▶ Aim of the exercise
Copy each line of the records below verbatim, without changing any word or number.

** Start of Exercise material **

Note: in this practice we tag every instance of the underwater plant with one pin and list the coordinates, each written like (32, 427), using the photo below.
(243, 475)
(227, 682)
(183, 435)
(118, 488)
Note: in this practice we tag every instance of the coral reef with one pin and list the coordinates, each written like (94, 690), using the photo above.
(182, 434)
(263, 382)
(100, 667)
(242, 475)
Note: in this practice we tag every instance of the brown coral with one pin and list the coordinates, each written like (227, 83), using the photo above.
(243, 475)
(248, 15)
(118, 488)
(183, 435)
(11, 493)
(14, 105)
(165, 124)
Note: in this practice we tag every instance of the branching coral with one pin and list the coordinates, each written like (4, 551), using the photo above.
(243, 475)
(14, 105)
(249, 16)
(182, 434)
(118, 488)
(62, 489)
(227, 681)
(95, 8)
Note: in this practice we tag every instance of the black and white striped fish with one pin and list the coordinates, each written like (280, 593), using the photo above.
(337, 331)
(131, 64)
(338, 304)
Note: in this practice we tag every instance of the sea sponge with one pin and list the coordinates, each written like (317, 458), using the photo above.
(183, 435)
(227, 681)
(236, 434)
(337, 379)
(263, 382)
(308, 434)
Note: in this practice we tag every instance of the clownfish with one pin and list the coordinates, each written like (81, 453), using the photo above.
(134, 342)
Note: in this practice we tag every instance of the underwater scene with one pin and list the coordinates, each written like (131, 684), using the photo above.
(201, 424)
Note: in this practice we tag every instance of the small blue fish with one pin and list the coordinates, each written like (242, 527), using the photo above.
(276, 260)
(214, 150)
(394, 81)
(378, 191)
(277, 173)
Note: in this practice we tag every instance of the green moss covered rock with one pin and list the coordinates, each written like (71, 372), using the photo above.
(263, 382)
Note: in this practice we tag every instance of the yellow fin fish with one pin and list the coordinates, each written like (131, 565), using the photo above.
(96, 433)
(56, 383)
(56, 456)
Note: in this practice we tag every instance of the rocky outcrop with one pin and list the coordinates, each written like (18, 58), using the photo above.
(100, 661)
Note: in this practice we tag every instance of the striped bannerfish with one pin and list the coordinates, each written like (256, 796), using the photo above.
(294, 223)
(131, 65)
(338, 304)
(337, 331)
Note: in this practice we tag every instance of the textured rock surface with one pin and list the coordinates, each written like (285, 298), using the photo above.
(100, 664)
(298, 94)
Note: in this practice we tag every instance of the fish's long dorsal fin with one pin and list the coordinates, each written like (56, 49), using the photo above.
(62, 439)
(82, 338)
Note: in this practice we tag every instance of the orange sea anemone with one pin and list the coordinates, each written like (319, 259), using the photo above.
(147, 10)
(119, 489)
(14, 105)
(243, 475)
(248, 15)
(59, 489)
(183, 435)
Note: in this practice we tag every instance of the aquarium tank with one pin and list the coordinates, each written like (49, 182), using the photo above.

** End of Exercise material **

▶ Answer to the task
Note: in this practice we tag every instance of the underwater plant with one pin and list the coordinates, each written like (32, 427), using the photo below.
(243, 475)
(227, 682)
(183, 435)
(118, 488)
Note: in this practice we tag every instance of the coral reef with one pin and list the coordinates, each written like (94, 690), using the photo above.
(182, 434)
(263, 382)
(100, 667)
(242, 475)
Note: in this practice we tag every instance of the brown coral with one pin and list the coordinates, each written like (227, 83), using the photo above.
(243, 475)
(248, 15)
(118, 488)
(183, 435)
(11, 493)
(14, 105)
(165, 124)
Note: in this practice we tag every instance of the branching coral with one pin and list the coordinates, each written like (4, 551), using the photo above.
(243, 475)
(14, 105)
(249, 16)
(182, 434)
(118, 488)
(62, 489)
(227, 681)
(95, 8)
Note: in this practice we tag every instance of the black and white striped fish with one pin and list the coordinates, each written like (280, 593), using the photo above.
(337, 331)
(131, 64)
(338, 304)
Note: in this practice we tag every instance of the sea sponge with one pin and list the coordinates, each written like (317, 458), using the photo above.
(183, 435)
(227, 681)
(236, 434)
(337, 379)
(263, 382)
(308, 434)
Note: in this practice we tag every instance of the clownfish with one pin and list the coordinates, each written like (81, 453), using the photo above.
(134, 342)
Note: in this practice we tag every instance of the underwater scene with one pin and list the coordinates, each written like (131, 684), using the photo above.
(201, 424)
Note: in this practice we tag every instance of the small blue fish with one pin and list the coordinates, each written like (242, 527), using the photo above.
(276, 260)
(214, 150)
(394, 81)
(378, 191)
(277, 173)
Note: in this practice we tag every instance of the green moss covered rock with one pin and list the coordinates, each written like (71, 372), using the photo above.
(263, 382)
Note: in this practice we tag every instance of the yellow fin fish with one pin and list the coordinates, each written like (131, 565), using the photo above.
(96, 433)
(56, 383)
(56, 456)
Note: in this practice we tag every instance of the rocky outcrop with one pin and list the coordinates, each written like (18, 58), using the photo above.
(100, 661)
Note: in this practice we tag every instance of the striped bannerfish with one pin and list the coordinates, each written like (256, 796), using the photo above.
(294, 223)
(131, 65)
(338, 304)
(337, 331)
Note: in this practice we tag every instance of the textured rock surface with one pin and list the coordinates, each written like (285, 298), using the photo above.
(100, 664)
(298, 94)
Note: in this practice we tag every instance of the fish's long dorsal fin with one pin and list the coordinates, each written like (56, 49), using the photo above.
(62, 439)
(82, 338)
Note: in this practice we tag every instance of the orange sea anemone with one pin and list the coordinates, each written like (319, 259), using the photo above.
(147, 10)
(119, 489)
(14, 105)
(243, 475)
(248, 15)
(59, 489)
(183, 435)
Note: in this practice we tag every instance of the aquarium tank with one pin and list the coordinates, each written like (49, 182), using the photo above.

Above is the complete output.